Document text START
Abstract and Introduction
Despite effective skeletal-related event (SRE)-limiting therapies such as zoledronic acid and denosumab, SREs continue to place a meaningful burden on patients, providers and payers. However, studies of SRE-related effects on clinical (i.e., survival), economic (i.e., cost per event) and humanistic (i.e., quality of life) outcomes often report results in a composite manner and frequently do not differentiate the effects by SRE-type (i.e., bone radiation, bone surgery, hypercalcemia, pathological fracture and spinal cord compression). Nevertheless, understanding the differential burdens of individual SRE types, which vary in severity and duration of effect, is an important consideration – particularly in pharmacoeconomic evaluations of SRE-limiting therapies. In this review of the clinical, economic and humanistic SRE burden, it was found that SRE types can be differentiated by these outcomes, although economic outcomes are far more frequently reported than clinical or humanistic.
Bisphosphonates have been used to prevent skeletal-related events (SREs) associated with bone metastases. In particular, the efficacy of zoledronic acid in reducing SREs in patients with metastatic bone disease has been established in many solid tumor types.[2–4] Recently, the US FDA approved denosumab, a monoclonal antibody, for the prevention of SREs in breast cancer and castrate-resistant prostate cancer patients with metastatic bone disease; two indications for which zoledronic acid has been the most widely approved and most commonly used treatment in the USA and Europe. Therefore, it is likely that healthcare decision-makers and clinicians will require analyses that differentiate the two agents with respect to clinical, humanistic and economic outcomes.
In assessing the benefits of SRE reduction, it is essential to recognize that not all SREs (i.e., hypercalcemia, bone fracture, spinal cord compression, radiotherapy and bone surgery) impact the disease burden equally. However, these effects are often reported in a composite manner. That is, studies often refer to the effect of SREs averaged across SRE types without reporting the effects per event type. The purpose of this study was to review the published literature to understand the different clinical, economic and quality-of-life burdens each SRE type imposes on patients.
Expert Rev Pharmacoeconomics Outcomes Res. 2013;13(4):469-482. © 2013 Expert Reviews Ltd.
Document text END
Extracted entries START
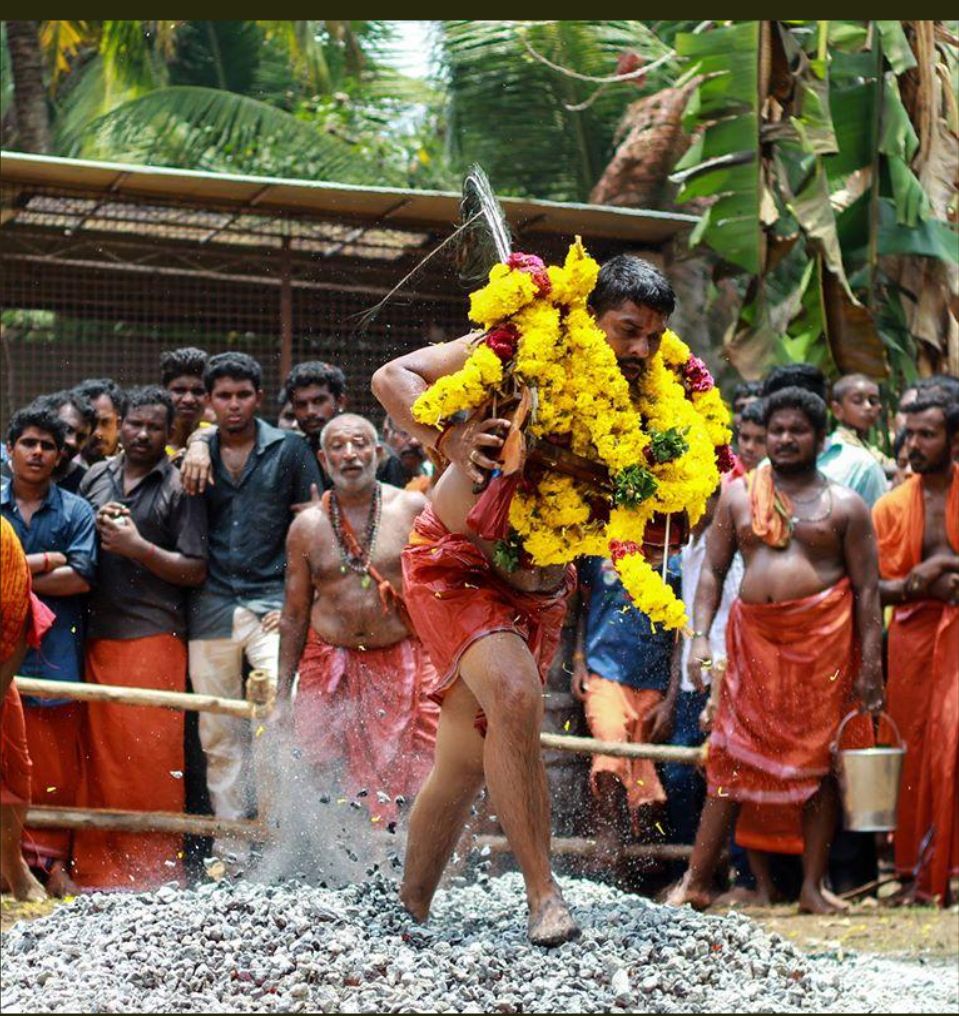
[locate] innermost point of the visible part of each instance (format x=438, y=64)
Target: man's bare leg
x=714, y=825
x=762, y=871
x=612, y=817
x=442, y=805
x=501, y=673
x=16, y=874
x=819, y=825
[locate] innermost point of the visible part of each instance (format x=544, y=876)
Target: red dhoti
x=787, y=685
x=454, y=598
x=15, y=765
x=133, y=761
x=922, y=691
x=369, y=713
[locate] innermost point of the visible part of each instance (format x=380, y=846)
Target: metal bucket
x=869, y=782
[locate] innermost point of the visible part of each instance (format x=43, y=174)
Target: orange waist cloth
x=15, y=765
x=787, y=685
x=922, y=689
x=14, y=589
x=368, y=713
x=619, y=712
x=18, y=606
x=455, y=597
x=53, y=738
x=922, y=693
x=133, y=760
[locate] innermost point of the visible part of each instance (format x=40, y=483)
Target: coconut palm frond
x=191, y=126
x=515, y=121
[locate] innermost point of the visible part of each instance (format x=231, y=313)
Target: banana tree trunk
x=29, y=92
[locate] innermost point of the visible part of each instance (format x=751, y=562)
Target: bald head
x=347, y=423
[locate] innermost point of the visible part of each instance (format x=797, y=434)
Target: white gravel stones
x=244, y=947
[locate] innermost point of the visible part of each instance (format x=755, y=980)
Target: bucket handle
x=855, y=712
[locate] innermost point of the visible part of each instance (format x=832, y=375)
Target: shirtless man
x=810, y=591
x=917, y=528
x=494, y=629
x=365, y=679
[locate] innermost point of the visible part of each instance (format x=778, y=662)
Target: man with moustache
x=365, y=680
x=917, y=529
x=152, y=549
x=492, y=634
x=259, y=473
x=810, y=595
x=106, y=397
x=182, y=376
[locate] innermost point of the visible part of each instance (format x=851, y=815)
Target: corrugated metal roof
x=396, y=209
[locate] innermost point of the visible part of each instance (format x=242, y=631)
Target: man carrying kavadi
x=582, y=421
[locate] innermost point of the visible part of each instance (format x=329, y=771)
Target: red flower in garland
x=696, y=375
x=725, y=460
x=620, y=549
x=503, y=340
x=531, y=265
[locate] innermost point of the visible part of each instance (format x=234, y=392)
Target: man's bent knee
x=516, y=700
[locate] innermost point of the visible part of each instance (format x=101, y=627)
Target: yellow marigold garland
x=554, y=343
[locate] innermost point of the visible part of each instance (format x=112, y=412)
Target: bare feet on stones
x=60, y=884
x=818, y=899
x=21, y=883
x=416, y=906
x=685, y=892
x=551, y=924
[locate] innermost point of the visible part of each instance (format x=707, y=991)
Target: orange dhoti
x=787, y=685
x=368, y=713
x=53, y=739
x=922, y=691
x=15, y=765
x=133, y=761
x=923, y=702
x=618, y=712
x=454, y=598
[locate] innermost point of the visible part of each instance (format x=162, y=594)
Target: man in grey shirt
x=259, y=473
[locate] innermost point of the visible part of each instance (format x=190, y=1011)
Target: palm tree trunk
x=29, y=92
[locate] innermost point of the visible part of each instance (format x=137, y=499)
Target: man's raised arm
x=400, y=382
x=471, y=444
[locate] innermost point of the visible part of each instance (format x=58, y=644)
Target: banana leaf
x=727, y=104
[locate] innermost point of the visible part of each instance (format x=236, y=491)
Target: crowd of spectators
x=154, y=525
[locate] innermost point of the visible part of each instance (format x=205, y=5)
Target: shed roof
x=215, y=208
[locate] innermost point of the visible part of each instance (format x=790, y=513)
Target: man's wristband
x=443, y=435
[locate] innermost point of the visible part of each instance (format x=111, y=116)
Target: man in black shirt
x=259, y=474
x=153, y=548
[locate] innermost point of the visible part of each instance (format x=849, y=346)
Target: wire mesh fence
x=98, y=283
Extracted entries END
» What is expected: Quote everything in the passage on skeletal-related events from "In assessing the" down to "Expert Reviews Ltd.". The records are separate material with no connection to the passage on skeletal-related events.

» Answer area:
In assessing the benefits of SRE reduction, it is essential to recognize that not all SREs (i.e., hypercalcemia, bone fracture, spinal cord compression, radiotherapy and bone surgery) impact the disease burden equally. However, these effects are often reported in a composite manner. That is, studies often refer to the effect of SREs averaged across SRE types without reporting the effects per event type. The purpose of this study was to review the published literature to understand the different clinical, economic and quality-of-life burdens each SRE type imposes on patients.
Expert Rev Pharmacoeconomics Outcomes Res. 2013;13(4):469-482. © 2013 Expert Reviews Ltd.